_Supplied data:_
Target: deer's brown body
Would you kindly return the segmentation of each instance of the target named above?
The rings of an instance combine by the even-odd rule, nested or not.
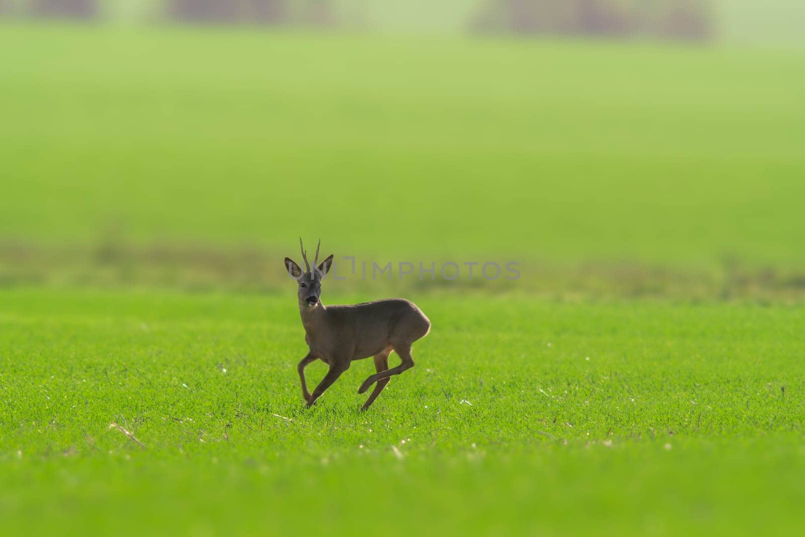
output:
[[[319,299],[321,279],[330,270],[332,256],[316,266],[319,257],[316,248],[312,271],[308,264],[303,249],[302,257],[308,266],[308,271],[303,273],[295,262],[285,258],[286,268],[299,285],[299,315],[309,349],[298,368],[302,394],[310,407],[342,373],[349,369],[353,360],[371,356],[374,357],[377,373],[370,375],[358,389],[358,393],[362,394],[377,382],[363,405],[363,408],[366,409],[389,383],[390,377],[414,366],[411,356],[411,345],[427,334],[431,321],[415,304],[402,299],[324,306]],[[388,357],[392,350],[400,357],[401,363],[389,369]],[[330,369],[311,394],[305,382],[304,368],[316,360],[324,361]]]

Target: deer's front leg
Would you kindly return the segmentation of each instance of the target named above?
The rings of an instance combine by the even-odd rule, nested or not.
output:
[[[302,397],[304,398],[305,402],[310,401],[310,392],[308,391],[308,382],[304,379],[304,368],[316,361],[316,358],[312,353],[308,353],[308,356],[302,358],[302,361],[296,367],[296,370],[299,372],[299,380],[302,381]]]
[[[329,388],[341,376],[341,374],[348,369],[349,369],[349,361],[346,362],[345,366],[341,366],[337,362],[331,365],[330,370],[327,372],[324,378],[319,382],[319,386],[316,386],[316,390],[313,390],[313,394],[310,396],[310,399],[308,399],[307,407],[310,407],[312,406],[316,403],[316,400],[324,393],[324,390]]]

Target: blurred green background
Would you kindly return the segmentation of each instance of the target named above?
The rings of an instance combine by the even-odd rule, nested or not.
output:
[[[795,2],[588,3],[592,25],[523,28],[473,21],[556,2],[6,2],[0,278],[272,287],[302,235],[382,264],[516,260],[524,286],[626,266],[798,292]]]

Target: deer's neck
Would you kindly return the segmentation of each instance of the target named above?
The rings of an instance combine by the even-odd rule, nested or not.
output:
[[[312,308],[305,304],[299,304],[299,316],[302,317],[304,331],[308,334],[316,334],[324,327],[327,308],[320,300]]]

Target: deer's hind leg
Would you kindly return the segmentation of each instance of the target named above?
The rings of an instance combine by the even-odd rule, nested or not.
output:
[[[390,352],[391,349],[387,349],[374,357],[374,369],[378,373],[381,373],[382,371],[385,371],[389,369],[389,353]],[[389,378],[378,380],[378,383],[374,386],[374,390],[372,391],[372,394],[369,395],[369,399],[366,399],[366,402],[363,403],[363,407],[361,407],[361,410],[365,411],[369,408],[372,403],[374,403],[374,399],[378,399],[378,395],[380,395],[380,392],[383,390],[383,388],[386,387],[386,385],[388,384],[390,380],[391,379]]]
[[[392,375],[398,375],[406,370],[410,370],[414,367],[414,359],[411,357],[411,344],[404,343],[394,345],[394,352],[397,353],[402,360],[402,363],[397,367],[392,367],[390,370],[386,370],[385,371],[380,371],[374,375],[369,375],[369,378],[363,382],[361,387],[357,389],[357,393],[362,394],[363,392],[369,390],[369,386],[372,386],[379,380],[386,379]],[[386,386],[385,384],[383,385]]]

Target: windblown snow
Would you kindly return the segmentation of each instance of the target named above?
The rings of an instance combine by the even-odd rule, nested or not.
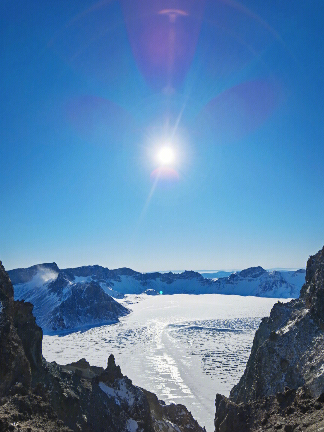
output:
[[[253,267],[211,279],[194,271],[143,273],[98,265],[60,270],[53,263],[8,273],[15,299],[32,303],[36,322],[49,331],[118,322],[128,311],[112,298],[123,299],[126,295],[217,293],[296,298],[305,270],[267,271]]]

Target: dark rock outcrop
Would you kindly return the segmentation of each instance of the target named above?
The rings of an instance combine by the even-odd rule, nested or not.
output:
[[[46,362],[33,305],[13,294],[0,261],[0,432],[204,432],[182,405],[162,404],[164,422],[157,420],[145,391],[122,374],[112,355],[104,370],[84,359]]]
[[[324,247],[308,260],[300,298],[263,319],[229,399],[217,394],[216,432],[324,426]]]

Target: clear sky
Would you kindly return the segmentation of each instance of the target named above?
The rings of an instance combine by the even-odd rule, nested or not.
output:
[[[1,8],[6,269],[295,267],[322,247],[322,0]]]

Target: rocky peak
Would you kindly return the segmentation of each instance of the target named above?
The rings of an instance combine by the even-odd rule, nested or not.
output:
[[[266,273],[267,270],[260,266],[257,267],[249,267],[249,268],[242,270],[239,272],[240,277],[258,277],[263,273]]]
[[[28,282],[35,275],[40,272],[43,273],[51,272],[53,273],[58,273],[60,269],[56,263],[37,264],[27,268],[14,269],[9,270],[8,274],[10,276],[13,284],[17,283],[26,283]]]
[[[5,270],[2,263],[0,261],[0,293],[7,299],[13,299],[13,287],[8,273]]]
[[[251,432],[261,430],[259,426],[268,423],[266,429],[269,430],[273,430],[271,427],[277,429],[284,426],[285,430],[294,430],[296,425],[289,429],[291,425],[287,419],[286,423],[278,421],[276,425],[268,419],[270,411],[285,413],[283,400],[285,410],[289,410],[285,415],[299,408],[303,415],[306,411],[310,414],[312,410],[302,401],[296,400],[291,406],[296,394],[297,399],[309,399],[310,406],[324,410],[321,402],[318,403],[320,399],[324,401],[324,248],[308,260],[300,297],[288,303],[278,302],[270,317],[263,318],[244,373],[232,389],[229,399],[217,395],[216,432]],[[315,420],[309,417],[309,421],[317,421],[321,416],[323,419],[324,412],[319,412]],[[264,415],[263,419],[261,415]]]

_Set problem:_ Turn every line of the items above into a numbered list. Drop the blank lines and leave the pictures out.

_Worked answer:_
1. Target: deer's brown body
2. Would you kindly return the segmentation of each instance of the target named above?
3. The rings of an instance combine by the even-odd rule, nested or not.
4. output:
5. [[[319,299],[321,279],[330,270],[332,256],[316,266],[319,257],[316,248],[312,271],[308,264],[303,249],[302,257],[308,266],[308,271],[303,273],[295,262],[285,258],[286,268],[299,285],[299,315],[309,349],[298,368],[302,394],[310,407],[342,373],[349,369],[353,360],[371,356],[374,357],[377,373],[370,375],[358,389],[358,393],[362,394],[377,382],[363,405],[363,408],[366,409],[389,383],[390,377],[414,366],[411,356],[411,345],[427,334],[431,321],[415,304],[402,299],[324,306]],[[388,357],[392,350],[400,357],[401,363],[389,369]],[[330,369],[311,394],[305,382],[304,368],[316,360],[324,361]]]
6. Target: deer's front leg
7. Would you kindly return the segmentation of each instance of the target named above?
8. The rings of an instance combine by the even-odd rule, nested or not.
9. output:
10. [[[302,397],[304,398],[305,402],[310,401],[310,392],[308,391],[308,382],[304,379],[304,368],[316,361],[316,358],[312,353],[308,353],[308,356],[302,358],[302,361],[296,367],[296,370],[299,372],[299,380],[302,381]]]
11. [[[329,388],[341,376],[341,374],[348,369],[349,369],[349,361],[346,362],[345,366],[341,366],[337,362],[331,365],[330,370],[327,372],[324,378],[319,382],[319,386],[316,386],[316,390],[313,390],[313,394],[310,396],[310,399],[308,399],[307,407],[310,407],[312,406],[316,403],[316,400],[324,393],[324,390]]]
12. Target: blurred green background
13. Would you kindly return the segmentation of each instance of the target named above?
14. The rings of an instance combine by the even-odd rule, nested or not.
15. output:
16. [[[795,2],[588,3],[592,25],[523,28],[473,21],[556,2],[6,2],[0,278],[272,287],[302,235],[382,264],[516,260],[524,286],[626,266],[798,292]]]
17. Target: deer's neck
18. Would you kindly return the segmentation of each instance of the target named above?
19. The rings of an instance combine by the even-odd rule, nested or not.
20. output:
21. [[[312,308],[305,304],[299,304],[299,316],[302,317],[304,331],[308,334],[316,334],[324,327],[327,308],[320,300]]]
22. Target: deer's hind leg
23. Would you kindly return the segmentation of each instance of the target named above?
24. The rings of an instance combine by the even-odd rule, nested or not.
25. output:
26. [[[390,352],[391,349],[387,349],[374,357],[374,369],[378,373],[381,373],[382,371],[385,371],[389,369],[389,353]],[[389,378],[378,380],[378,383],[374,386],[374,390],[372,391],[372,394],[369,395],[369,399],[366,399],[366,402],[363,403],[363,407],[361,407],[361,410],[365,411],[369,408],[372,403],[374,403],[374,399],[378,399],[378,395],[380,395],[380,392],[383,390],[383,388],[386,387],[386,385],[388,384],[390,380],[391,379]]]
27. [[[392,375],[398,375],[406,370],[410,370],[414,367],[414,359],[411,357],[411,344],[404,343],[394,345],[394,352],[397,353],[402,360],[402,363],[397,367],[392,367],[390,370],[386,370],[385,371],[380,371],[374,375],[369,375],[369,378],[363,382],[361,387],[357,389],[357,393],[362,394],[363,392],[369,390],[369,386],[372,386],[379,380],[386,379]],[[386,386],[385,384],[383,385]]]
28. Target: windblown snow
29. Would you kindly return the segmentation of each instance of the target named above?
30. The rings of an instance combine by the even-odd rule, nested or not.
31. output:
32. [[[253,267],[211,279],[194,271],[143,273],[98,265],[60,270],[53,263],[8,273],[15,299],[32,303],[36,322],[49,331],[118,322],[128,311],[112,298],[123,299],[126,295],[217,293],[296,298],[305,270],[267,271]]]
33. Target: dark rock outcrop
34. Would you kindly return the segmentation of each instance of the target named above?
35. The rings of an instance combine by the even-odd rule, nested or not.
36. output:
37. [[[46,362],[33,305],[13,294],[0,261],[0,432],[204,432],[182,405],[162,404],[164,422],[157,420],[145,391],[122,374],[112,355],[104,370],[84,359]]]
38. [[[324,247],[308,260],[300,298],[263,319],[229,399],[217,394],[216,432],[324,426]]]
39. Target: clear sky
40. Would you kindly return the segmentation of each instance of the target named above?
41. The rings of an instance combine by the even-odd rule, nested or not.
42. output:
43. [[[1,8],[6,269],[295,267],[322,247],[322,0]]]
44. Target: rocky peak
45. Would you kindly return the segmentation of each instance of the target named above?
46. The rings of an instance combine by the even-odd rule, nested or not.
47. output:
48. [[[266,273],[267,270],[260,266],[257,267],[249,267],[249,268],[242,270],[239,272],[240,277],[258,277],[263,273]]]
49. [[[28,282],[35,275],[40,272],[43,273],[51,272],[53,273],[58,273],[60,269],[56,263],[37,264],[27,268],[14,269],[9,270],[8,274],[10,276],[13,284],[17,283],[26,283]]]
50. [[[5,270],[2,263],[0,261],[0,293],[7,299],[13,299],[13,287],[8,273]]]
51. [[[251,432],[261,430],[259,426],[268,423],[266,429],[269,430],[273,430],[271,427],[277,429],[284,426],[285,430],[294,430],[296,425],[289,429],[291,425],[287,419],[286,423],[278,421],[276,425],[268,419],[270,411],[285,413],[283,400],[285,410],[289,410],[285,415],[299,408],[303,415],[306,411],[310,414],[312,410],[302,401],[296,400],[291,406],[296,394],[297,399],[309,399],[310,406],[324,410],[321,402],[318,403],[320,399],[324,401],[324,248],[308,260],[300,297],[288,303],[278,302],[270,317],[263,318],[244,373],[232,389],[229,399],[217,395],[216,432]],[[315,420],[309,417],[309,421],[317,421],[321,416],[323,419],[324,412],[319,412]],[[264,415],[263,419],[261,415]]]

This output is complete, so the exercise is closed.